• Directions for this task:
What is needed is an exact transcription of the line with "Target: inkpot lid" and all the lines that follow it in the entries below; add nothing else.

• Excerpted records:
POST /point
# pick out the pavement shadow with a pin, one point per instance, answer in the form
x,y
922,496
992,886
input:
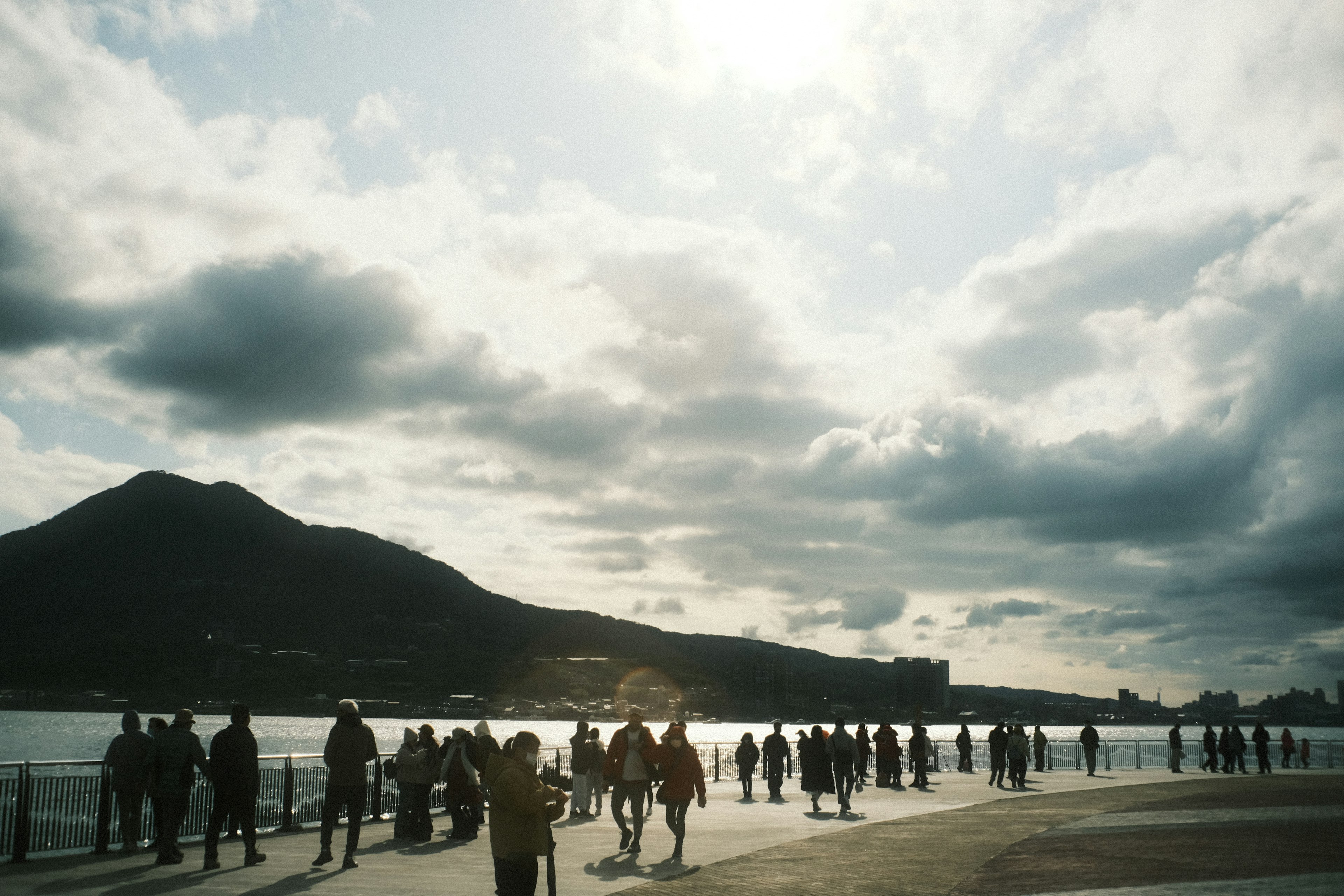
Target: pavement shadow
x,y
617,867
93,882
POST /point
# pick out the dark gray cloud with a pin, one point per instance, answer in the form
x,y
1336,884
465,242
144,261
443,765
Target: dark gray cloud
x,y
1112,621
994,614
248,346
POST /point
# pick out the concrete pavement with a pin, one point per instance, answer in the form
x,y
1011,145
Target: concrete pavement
x,y
956,836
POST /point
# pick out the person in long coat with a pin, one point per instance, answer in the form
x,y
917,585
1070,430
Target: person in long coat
x,y
818,777
748,757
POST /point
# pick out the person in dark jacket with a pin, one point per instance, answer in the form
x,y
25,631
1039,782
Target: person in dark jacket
x,y
350,747
888,747
1175,750
173,763
818,774
998,755
462,784
775,754
1261,739
1091,741
1240,749
1210,750
683,778
237,778
748,755
127,757
964,751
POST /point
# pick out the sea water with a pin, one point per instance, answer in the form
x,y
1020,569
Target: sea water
x,y
85,735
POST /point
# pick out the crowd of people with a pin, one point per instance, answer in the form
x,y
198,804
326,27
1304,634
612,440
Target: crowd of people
x,y
636,768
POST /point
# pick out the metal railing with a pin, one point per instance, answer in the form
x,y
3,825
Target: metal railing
x,y
53,806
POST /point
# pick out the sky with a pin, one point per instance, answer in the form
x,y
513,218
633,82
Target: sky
x,y
1003,334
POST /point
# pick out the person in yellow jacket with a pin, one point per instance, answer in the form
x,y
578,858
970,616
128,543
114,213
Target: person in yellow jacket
x,y
522,809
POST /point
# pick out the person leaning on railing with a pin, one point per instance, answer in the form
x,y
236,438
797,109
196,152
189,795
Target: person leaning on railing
x,y
127,757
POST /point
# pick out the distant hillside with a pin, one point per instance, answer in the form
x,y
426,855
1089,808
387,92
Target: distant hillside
x,y
168,589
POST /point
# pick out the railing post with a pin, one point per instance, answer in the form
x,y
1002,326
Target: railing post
x,y
376,809
287,800
103,835
23,816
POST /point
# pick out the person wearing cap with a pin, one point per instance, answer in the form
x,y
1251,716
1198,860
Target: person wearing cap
x,y
522,811
775,755
625,766
237,778
350,747
173,761
683,780
127,757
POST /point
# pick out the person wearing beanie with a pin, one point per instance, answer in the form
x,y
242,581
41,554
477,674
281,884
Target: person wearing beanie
x,y
127,758
683,780
176,749
350,747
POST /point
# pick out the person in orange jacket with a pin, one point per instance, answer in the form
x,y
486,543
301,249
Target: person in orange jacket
x,y
683,778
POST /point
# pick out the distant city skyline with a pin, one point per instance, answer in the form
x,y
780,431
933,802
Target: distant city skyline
x,y
1007,335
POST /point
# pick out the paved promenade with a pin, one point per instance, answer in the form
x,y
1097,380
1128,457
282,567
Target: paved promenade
x,y
1066,833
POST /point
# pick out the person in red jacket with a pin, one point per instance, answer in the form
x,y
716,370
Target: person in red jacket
x,y
630,774
683,778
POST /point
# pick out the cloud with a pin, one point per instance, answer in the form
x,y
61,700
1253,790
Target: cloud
x,y
1109,621
995,613
243,347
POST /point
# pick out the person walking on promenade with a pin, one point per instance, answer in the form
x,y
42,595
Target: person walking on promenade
x,y
918,758
861,737
964,750
596,769
1261,739
888,747
462,784
818,773
127,757
1091,741
1240,749
237,778
581,760
845,755
748,757
775,754
1210,750
630,776
522,811
683,780
998,755
350,747
416,769
171,760
1175,751
1018,750
1038,742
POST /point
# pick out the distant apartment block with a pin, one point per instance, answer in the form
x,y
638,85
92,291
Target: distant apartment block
x,y
920,680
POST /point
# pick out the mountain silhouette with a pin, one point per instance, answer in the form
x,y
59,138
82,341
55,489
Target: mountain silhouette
x,y
164,589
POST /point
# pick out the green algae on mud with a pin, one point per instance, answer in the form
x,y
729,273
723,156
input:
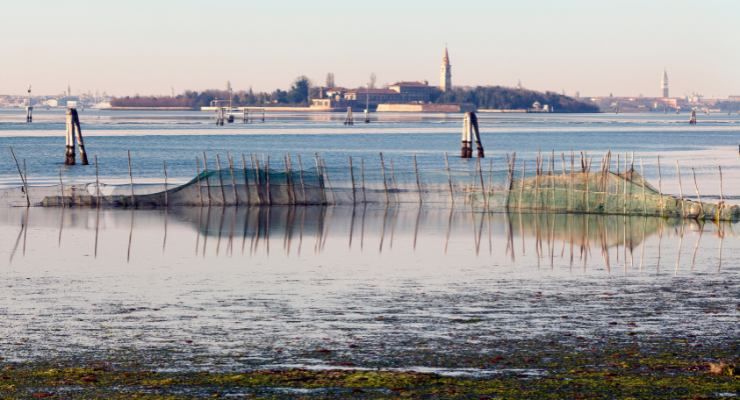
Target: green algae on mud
x,y
626,373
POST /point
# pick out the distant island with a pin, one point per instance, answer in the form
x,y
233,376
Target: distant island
x,y
303,94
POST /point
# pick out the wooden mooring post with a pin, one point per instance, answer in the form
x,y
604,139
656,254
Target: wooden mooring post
x,y
131,178
470,130
74,133
23,178
449,179
418,180
352,178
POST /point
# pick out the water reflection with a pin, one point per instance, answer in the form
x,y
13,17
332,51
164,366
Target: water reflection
x,y
519,238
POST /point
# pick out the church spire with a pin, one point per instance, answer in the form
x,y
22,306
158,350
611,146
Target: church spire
x,y
664,84
445,81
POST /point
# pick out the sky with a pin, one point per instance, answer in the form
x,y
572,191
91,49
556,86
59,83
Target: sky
x,y
595,47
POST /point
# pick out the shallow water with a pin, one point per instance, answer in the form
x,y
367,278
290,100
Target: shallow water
x,y
428,289
179,137
366,287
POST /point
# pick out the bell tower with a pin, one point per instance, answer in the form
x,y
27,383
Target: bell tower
x,y
445,79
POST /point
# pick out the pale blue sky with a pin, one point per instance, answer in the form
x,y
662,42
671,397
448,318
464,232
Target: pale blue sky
x,y
147,47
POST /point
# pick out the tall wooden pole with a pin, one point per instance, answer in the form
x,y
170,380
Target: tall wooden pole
x,y
449,178
131,178
78,134
385,182
97,183
23,178
69,153
208,178
352,178
418,180
300,176
362,177
166,198
220,179
197,177
246,175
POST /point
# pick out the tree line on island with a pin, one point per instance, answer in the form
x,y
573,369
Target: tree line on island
x,y
301,91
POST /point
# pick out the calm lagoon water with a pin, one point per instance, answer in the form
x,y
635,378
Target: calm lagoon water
x,y
413,288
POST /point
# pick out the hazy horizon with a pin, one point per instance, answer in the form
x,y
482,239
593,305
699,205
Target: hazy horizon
x,y
596,48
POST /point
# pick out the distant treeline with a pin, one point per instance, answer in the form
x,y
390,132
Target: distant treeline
x,y
499,97
297,95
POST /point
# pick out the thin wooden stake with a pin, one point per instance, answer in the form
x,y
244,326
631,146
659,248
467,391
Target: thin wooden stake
x,y
698,196
660,188
300,176
233,179
97,183
418,180
362,176
521,185
220,179
289,180
385,182
321,179
164,167
61,188
267,180
208,178
328,181
257,179
449,178
131,179
245,172
197,177
644,198
352,177
23,179
482,186
680,188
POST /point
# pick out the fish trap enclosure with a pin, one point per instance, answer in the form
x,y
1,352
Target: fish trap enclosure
x,y
475,184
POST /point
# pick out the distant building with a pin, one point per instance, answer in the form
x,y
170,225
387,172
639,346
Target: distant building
x,y
664,84
412,92
445,81
372,96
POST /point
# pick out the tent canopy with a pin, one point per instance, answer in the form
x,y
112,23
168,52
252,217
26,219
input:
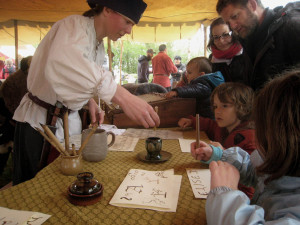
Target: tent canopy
x,y
163,20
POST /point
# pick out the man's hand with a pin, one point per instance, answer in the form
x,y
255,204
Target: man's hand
x,y
204,151
216,144
171,94
184,122
223,174
135,108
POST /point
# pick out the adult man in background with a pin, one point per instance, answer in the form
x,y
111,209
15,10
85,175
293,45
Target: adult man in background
x,y
181,70
162,68
269,37
143,66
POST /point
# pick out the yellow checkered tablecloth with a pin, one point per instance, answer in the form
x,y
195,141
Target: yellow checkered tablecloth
x,y
47,192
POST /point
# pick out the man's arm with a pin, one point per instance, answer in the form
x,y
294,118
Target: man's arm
x,y
135,108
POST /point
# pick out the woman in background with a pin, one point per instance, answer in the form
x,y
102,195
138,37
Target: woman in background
x,y
227,53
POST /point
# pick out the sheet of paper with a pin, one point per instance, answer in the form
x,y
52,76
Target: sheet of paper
x,y
200,181
123,143
185,144
14,217
156,190
145,133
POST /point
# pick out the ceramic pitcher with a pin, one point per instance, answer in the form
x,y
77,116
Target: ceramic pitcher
x,y
97,147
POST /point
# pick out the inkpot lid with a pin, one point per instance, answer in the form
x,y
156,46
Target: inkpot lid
x,y
85,184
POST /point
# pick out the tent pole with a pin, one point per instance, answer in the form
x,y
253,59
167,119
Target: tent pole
x,y
121,62
205,41
109,54
16,44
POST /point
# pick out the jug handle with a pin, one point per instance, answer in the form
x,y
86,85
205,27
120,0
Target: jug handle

• Solution to the exercise:
Target: inkpot lid
x,y
85,184
POST /point
# pick out the tent pole with a pin, one point per instance, answer in the form
x,y
253,59
167,119
Target: tent pole
x,y
121,62
205,41
109,54
16,44
POST /point
# pick out the jug handle with a pin, one point per instance, answer in the form
x,y
86,85
205,27
120,0
Target: jug handle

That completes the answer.